**REQUEST 1**
According to the book review, which state licenses software engineers?

**EXCERPT TO READ**
==========

This book introduced me to Steve McConnell's Professional Development Ladder, a way of evaluating your current level of professionalism and learning what areas of knowledge you need in order to progress. It also talks about software engineer licensing (Texas does it), the newly accredited Software Engineering degree program (this replaces Computer Science in many respects), and the Software Engineering Institute's Code of Ethics and Professional Practice.

Many of these resources can be found around the Net, but this book neatly consolidates a lot of information. It also includes a lot of information (mainly statistics) I would not have found elsewhere, such as ROI's for specific software engineering practices (simply measuring productivity can return 150% in 12 months or 600% over 36 months, page 116), the exact makeup of the huge productivity gap between different developers (communication factors alone account for a 53% productivity difference, page 137), and an interesting and realistic diagram showing how professional licensing affects the pool of good and bad developers.

The roadmap extends all the way from the entry-level developer or new high-school graduate all the way up to industry leadership.

==========

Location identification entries
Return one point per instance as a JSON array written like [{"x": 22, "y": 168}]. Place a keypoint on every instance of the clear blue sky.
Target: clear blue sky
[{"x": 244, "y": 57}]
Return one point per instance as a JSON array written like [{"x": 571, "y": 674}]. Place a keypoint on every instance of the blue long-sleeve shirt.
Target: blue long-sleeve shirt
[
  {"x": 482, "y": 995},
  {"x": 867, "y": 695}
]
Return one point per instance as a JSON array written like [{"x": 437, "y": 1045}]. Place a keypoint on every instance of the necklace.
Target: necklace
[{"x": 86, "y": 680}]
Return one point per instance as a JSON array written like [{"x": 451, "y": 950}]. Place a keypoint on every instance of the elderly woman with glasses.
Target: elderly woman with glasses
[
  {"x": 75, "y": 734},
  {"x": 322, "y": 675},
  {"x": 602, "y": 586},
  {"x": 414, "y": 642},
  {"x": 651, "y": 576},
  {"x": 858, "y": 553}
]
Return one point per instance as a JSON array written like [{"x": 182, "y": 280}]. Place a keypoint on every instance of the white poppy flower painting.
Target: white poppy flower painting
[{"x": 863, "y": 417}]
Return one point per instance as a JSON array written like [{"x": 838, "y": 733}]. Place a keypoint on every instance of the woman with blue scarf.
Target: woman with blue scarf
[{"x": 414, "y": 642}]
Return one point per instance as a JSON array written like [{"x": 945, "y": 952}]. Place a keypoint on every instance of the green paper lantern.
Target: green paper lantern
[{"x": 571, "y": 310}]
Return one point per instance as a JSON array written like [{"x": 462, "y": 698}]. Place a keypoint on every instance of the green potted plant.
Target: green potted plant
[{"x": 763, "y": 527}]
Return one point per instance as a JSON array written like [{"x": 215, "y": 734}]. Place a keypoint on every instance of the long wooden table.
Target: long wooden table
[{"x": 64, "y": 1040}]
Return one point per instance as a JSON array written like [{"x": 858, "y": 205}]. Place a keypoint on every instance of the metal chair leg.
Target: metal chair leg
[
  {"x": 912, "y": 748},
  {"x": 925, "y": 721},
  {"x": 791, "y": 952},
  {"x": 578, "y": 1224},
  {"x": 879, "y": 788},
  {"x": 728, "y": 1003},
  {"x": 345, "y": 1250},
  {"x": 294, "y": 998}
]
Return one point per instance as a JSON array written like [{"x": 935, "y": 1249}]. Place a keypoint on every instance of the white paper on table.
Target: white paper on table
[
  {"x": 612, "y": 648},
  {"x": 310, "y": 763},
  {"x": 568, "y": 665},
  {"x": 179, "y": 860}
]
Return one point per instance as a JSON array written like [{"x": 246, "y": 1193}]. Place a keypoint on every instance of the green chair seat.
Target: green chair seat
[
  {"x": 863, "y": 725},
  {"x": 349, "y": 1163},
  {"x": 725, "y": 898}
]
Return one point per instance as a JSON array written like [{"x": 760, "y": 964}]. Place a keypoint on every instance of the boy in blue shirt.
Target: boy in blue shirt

==========

**REQUEST 2**
Reproduce verbatim the records from the line containing "paper on table." through the end of the records, including both of those lines.

**EXERCISE RESULT 1**
Texas

**EXERCISE RESULT 2**
Return one point per instance as a JSON array written like [{"x": 935, "y": 1249}]. Place a keypoint on every instance of the white paper on table.
Target: white paper on table
[
  {"x": 612, "y": 648},
  {"x": 310, "y": 763},
  {"x": 568, "y": 665},
  {"x": 179, "y": 860}
]
Return one point per instance as a JSON array written like [{"x": 246, "y": 1193}]. Place a keypoint on every instance of the green chair seat.
Target: green chair seat
[
  {"x": 863, "y": 725},
  {"x": 349, "y": 1163},
  {"x": 725, "y": 898}
]
Return one point per instance as a JSON array written like [{"x": 760, "y": 964}]. Place a keypoint on every instance of the boy in blue shirt.
Target: boy in blue shirt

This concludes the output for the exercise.